==== EXCERPTED PASSAGE

My group has been active in data center research.  The article does a very nice job of describing the architecture of PortLand, our recent work on a layer 2 network fabric designed to scale to very large data centers.  The article also describes recent work on VL2 from my colleagues at Microsoft Research.  Both papers appeared at SIGCOMM 2009 and were presented back-to-back in the same session at the conference.

I will leave detailed comparison between the two approaches to the papers themselves.  However, at a high level, both efforts start with a similar premise: the data center networking fabric, at the scale of 10k-100k ports, should be managed as a single network fabric.  One desirable goal here is to manage the netwrok as a single layer 2 domain.  However, conventional wisdom dictates that you cannot go beyond a few 100’s of ports for a layer 2 domain because of scalability and performance problems with traditional layer 2 protocols.  I described one such scalability limitation, limited switch state for forwarding tables, in an earlier post.  There are other challenges including spanning tree protocols, and broadcast overhead of ARP.

So the main takeaway is that we cannot scale a layer 2 network to target levels without changing some of the underlying protocols, at least a bit.  With perfect hindsight, the key difference between PortLand and VL2 is one of philosophy.  Both groups agree that the network should consist of unmodified switch hardware.  However, we believe that the end hosts should also remain unmodified, instead implementing new functionality by modifying switch software.  All switch hardware vendors export some API for programming switch forwarding tables and recently, systems such as OpenFlow export standard APIs for programming switch forwarding tables.  In fact, we implemented our prototype of PortLand using OpenFlow with the goal of maintaining the boundary between system and network administration.  VL2, on the other hand, prefers to leave the switch software unmodified and instead introduces its new functionality by modifying the end hosts themselves.  This leads to different architectural techniques and different designs.

One of our overriding goals is to reduce management burden, so we further introduce a decentralized Location Discovery Protocol (LDP) to automatically assign hierarchical prefixes to switches and end hosts.  These prefixes are the basis for compact forwarding tables in intermediate switches.  Both VL2 and PortLand leverage a directory service to essentially find an efficient path between a source and destination without resorting to broadcast (as would be required by default with ARP).

I consider the VL2 paper to be excellent.  I certainly learned a lot from reading the paper.  Perhaps the ultimate complement I can give is that I plan to assign it to my class in the spring when I teach graduate computer networks again.

Still, it is true that one of the best things about research is that we live in a marketplace of ideas and hence there must be some implicit competition.  We can only get better knowing that the folks at Microsoft are working on similar problems and certainly the “truth” as ascertained with 20/20 hindsight in 5-10 years will consist of some mixture of the competing techniques.  That way, everyone can declare victory.

“When 640KB is Still a Lot of Memory” or “Another Reason Scaling Layer 2 Networks is Hard”

========
==== SUPPLIED INFORMATION

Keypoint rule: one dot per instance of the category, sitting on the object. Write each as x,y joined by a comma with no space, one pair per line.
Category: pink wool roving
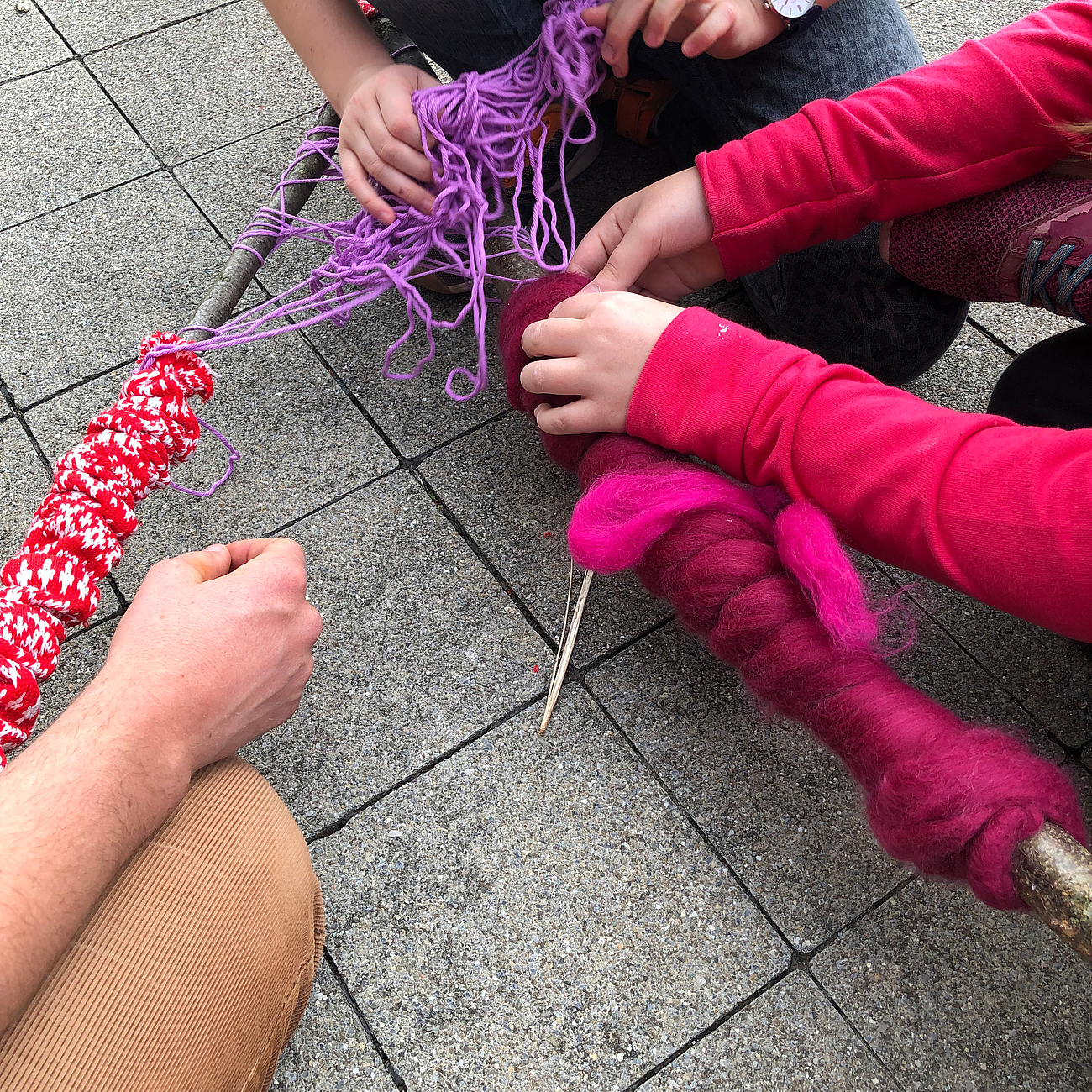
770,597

========

* CHALLENGES:
1 - Rewrite the stretch of the data center networking passage from "Still, it is" through "can declare victory.", replacing "implicit competition" with "healthy competition".
2 - Answer these questions from the data center networking passage:
(a) At which conference did both the PortLand and VL2 papers appear?
(b) What system did the PortLand group use to implement its prototype?
(c) What does the Location Discovery Protocol automatically assign to switches and end hosts?
3 - Continue the data center networking passage from the point where it stops.
The data has no connection to the data center networking passage.

* ANSWERS TO THE EXERCISES:
1 -
Still, it is true that one of the best things about research is that we live in a marketplace of ideas and hence there must be some healthy competition.  We can only get better knowing that the folks at Microsoft are working on similar problems and certainly the “truth” as ascertained with 20/20 hindsight in 5-10 years will consist of some mixture of the competing techniques.  That way, everyone can declare victory.

2 -
(a) SIGCOMM 2009
(b) OpenFlow
(c) Hierarchical prefixes

3 -
In one apocryphal part of computing lore, Bill Gates famously explained the 640KB main memory limit in DOS back in 1981 by stating that 640KB should be sufficient for any program.  (According to at least Wikipedia, Bill Gates never made such a statement.)  Nearly 30 years later, computers routinely ship with gigabytes of memory.  We recently installed some machines 256GB of memory here at UCSD.  So we have all become desensitized to memory limitations in many settings.

Recently, we have been considering building large-scale Layer 2 networks for the data center environment.  In a Layer 2 network, each switch performs packet forwarding based on flat MAC addresses.  For any possible destination, the switch must match the destination MAC address in a packet in a lookup table and determine the output port for that destination.  High end switches today typically allocate 32k-64k entries in their MAC forwarding tables.  This means, assuming the potential for (eventual) all-to-all communication, the switches can scale to networks with up to 64k communicating end points.

Let’s assume that a forwarding table entry consists of 10 bytes, 6 bytes for the 48-bit MAC address and 4 bytes for the output port and any other bookkeeping information.  The resulting forwarding tables for such a high end switch would consist of 640KB of memory.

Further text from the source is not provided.